EXTRAIT CHOISI

================

Sur le banc des prévenus figuraient en revanche Michel Gaillard, ancien président du directoire du journal, et Nicolas Brimo, son successeur. Tous deux sont jugés pour avoir maintenu en poste une salariée sans activité réelle au sein de la rédaction.
Une affaire révélée en interne
L’affaire a éclaté en 2022 à la suite d’une enquête interne menée par un journaliste de la rédaction. Ce dernier avait découvert que la compagne du dessinateur percevait depuis les années 1990 un salaire conséquent – entre 3 000 et 5 600 euros nets mensuels selon les périodes – sans présence ni contribution identifiable au sein du journal. Une plainte a ensuite été déposée, déclenchant une enquête de la brigade financière.
Le préjudice total, sur la seule période 2010-2022, est estimé à environ 1,45 million d’euros. La justice reproche aux prévenus des faits d’abus de biens sociaux, recel, fausses déclarations fiscales et sociales, et usage frauduleux d’une carte de presse.

================

DONNÉES FOURNIES
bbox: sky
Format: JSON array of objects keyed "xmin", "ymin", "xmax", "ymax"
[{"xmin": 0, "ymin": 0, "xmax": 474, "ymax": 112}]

================

TRAVAIL À FAIRE
#1 Selon l'extrait sur le procès des dirigeants du journal, à combien s'élève le préjudice total estimé pour la période 2010-2022 ?
#2 Poursuivez l'extrait sur le procès des dirigeants du journal à partir de sa dernière phrase.

RÉPONSES ATTENDUES
#1 Environ 1,45 million d'euros.

#2
Une fracture au sein du journal satirique
Le procès met en lumière des dissensions profondes au sein de la rédaction du Canard enchaîné, longtemps réputée pour sa discrétion et son unité. Certains actionnaires historiques, convoqués comme témoins, défendent la direction sortante et contestent la gravité des faits. D’autres membres de la rédaction, en revanche, dénoncent un système opaque et une gestion interne dépourvue de contrôles.
Le contraste est d’autant plus marquant que le journal s’était illustré en 2017 par ses révélations sur l’affaire Fillon, fondées elles aussi sur un soupçon d’emploi fictif.
Un symbole judiciaire
Au-delà du préjudice financier, le procès interroge sur la gouvernance d’un média qui se veut irréprochable en matière d’éthique publique. Le tribunal doit trancher d’ici la fin de la semaine, après avoir entendu les parties civiles et les témoins.
Les débats se poursuivent jusqu’à vendredi. Le témoignage du journaliste à l’origine des révélations est très attendu.